*What is being asked:* From the line containing "Note to the class: identify the blue" to the final line of the listing, restate each line word for word and add nothing.

*Source material:*

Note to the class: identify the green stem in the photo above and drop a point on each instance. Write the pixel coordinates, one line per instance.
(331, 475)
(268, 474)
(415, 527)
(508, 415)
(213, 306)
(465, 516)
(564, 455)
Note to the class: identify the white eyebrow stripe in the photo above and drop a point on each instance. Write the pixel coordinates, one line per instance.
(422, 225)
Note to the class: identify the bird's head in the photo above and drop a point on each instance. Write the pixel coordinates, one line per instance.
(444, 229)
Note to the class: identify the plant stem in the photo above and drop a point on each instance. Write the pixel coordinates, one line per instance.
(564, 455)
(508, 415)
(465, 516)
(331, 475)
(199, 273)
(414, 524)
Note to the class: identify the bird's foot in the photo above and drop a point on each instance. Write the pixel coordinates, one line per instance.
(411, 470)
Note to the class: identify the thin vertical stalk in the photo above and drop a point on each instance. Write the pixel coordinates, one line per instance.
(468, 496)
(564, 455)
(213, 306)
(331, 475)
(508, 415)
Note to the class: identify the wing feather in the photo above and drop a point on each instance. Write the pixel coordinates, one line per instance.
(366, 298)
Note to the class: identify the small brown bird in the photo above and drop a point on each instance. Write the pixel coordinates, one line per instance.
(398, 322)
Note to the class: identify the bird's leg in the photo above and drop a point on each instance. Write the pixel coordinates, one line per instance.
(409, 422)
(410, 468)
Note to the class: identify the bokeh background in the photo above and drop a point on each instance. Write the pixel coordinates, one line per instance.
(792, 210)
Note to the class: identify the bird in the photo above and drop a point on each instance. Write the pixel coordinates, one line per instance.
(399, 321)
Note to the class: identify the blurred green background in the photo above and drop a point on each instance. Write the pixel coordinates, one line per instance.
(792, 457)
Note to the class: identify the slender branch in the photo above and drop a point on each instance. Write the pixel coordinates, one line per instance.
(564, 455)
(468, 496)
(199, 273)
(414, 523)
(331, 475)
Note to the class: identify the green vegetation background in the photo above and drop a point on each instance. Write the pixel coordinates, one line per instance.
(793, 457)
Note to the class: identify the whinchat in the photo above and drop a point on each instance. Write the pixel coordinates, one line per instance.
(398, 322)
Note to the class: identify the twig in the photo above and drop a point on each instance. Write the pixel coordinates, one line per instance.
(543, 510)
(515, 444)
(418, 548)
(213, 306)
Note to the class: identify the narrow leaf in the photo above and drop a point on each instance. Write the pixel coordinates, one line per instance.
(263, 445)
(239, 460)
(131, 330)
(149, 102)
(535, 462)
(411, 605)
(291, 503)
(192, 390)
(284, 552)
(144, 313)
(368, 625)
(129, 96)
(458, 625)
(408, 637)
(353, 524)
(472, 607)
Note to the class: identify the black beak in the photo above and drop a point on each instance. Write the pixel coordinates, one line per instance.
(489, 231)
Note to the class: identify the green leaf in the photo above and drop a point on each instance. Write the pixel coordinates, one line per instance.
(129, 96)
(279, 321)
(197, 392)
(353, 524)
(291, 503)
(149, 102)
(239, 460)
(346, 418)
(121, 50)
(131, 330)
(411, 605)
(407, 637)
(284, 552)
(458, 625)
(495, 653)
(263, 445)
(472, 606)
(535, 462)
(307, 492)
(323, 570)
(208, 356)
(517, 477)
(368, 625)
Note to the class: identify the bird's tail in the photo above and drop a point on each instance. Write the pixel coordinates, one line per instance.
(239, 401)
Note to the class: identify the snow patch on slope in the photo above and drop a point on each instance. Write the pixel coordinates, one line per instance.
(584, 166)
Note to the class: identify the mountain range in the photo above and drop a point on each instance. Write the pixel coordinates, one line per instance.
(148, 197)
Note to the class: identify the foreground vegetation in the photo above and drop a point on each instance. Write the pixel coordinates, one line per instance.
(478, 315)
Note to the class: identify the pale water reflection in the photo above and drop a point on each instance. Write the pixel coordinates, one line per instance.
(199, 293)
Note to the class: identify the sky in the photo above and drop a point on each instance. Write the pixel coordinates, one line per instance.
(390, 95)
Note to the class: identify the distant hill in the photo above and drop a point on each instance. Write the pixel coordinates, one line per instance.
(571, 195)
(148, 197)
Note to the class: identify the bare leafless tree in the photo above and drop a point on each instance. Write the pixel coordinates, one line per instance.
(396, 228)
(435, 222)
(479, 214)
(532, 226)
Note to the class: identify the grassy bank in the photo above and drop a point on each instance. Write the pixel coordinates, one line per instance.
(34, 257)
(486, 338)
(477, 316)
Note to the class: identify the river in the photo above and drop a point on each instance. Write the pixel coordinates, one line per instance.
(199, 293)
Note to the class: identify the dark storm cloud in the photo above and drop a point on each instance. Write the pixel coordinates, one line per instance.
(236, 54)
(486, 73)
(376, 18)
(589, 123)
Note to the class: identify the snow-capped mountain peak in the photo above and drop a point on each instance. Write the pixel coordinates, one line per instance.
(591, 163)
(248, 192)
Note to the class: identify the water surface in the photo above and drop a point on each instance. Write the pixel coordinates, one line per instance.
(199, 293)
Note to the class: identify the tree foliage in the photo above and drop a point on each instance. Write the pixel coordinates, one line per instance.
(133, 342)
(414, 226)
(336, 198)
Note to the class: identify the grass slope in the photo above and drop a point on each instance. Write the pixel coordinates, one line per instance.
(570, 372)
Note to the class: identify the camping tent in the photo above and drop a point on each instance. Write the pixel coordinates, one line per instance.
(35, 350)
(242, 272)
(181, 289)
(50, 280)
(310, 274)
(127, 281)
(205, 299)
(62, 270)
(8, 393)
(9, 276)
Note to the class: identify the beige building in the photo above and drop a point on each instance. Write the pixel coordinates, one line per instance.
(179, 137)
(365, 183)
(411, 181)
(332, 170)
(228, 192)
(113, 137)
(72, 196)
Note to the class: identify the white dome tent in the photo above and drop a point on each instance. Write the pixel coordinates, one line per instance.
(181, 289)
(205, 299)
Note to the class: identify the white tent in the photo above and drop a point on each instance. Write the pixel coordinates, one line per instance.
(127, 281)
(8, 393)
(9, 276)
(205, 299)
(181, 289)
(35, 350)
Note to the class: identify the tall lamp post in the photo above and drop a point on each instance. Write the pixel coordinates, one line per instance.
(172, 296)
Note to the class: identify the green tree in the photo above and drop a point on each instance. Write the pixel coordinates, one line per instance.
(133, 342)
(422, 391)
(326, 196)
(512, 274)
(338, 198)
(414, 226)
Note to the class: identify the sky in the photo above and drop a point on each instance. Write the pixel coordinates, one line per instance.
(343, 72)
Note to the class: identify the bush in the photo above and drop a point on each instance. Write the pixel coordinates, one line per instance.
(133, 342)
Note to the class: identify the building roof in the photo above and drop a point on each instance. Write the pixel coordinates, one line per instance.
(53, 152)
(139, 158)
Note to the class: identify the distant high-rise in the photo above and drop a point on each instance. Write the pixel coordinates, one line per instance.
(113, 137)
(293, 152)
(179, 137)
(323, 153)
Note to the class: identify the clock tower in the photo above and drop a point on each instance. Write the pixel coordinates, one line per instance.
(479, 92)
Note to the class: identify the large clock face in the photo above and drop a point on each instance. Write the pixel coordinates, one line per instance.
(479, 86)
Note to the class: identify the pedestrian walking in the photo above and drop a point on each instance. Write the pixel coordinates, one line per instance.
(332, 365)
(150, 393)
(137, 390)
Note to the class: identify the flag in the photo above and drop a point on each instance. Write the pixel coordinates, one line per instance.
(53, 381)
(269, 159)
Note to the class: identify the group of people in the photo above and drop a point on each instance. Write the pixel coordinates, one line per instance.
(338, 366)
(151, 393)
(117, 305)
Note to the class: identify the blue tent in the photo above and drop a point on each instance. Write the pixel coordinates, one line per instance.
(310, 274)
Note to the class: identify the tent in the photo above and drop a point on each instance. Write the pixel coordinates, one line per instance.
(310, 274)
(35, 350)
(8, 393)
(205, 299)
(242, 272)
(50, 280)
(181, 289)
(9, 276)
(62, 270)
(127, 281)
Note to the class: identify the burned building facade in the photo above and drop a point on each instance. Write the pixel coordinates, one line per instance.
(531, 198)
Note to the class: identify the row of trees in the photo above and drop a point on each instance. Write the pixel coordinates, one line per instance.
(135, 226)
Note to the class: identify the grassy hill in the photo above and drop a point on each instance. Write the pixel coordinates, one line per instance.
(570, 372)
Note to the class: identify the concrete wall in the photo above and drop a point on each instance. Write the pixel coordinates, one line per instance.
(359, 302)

*Response box:*
Note to the class: identify the blue tent in the photo above and drop a point on each instance. Write the pixel coordinates, one line per instance.
(310, 274)
Note to the class: identify the tent in the photo above and drop a point on each instance. Write the pixel coordinates, one line per instance.
(310, 274)
(35, 350)
(8, 393)
(205, 299)
(242, 272)
(50, 280)
(181, 289)
(9, 276)
(62, 270)
(127, 281)
Note to the class: identify the burned building facade in the photo above and drop a point on each instance. Write the pixel coordinates, one line per instance.
(531, 198)
Note to the class: identify the row of trees in the photo above and drop a point on each instance. Write the pixel coordinates, one line per instance.
(135, 226)
Note to the class: identify the grassy hill in the photo above and drop a point on each instance. Write the pixel coordinates, one line per instance.
(570, 372)
Note to the class: identify the concrete wall in the photo above and drop a point on each instance. Write the pixel coordinates, one line per instance.
(359, 302)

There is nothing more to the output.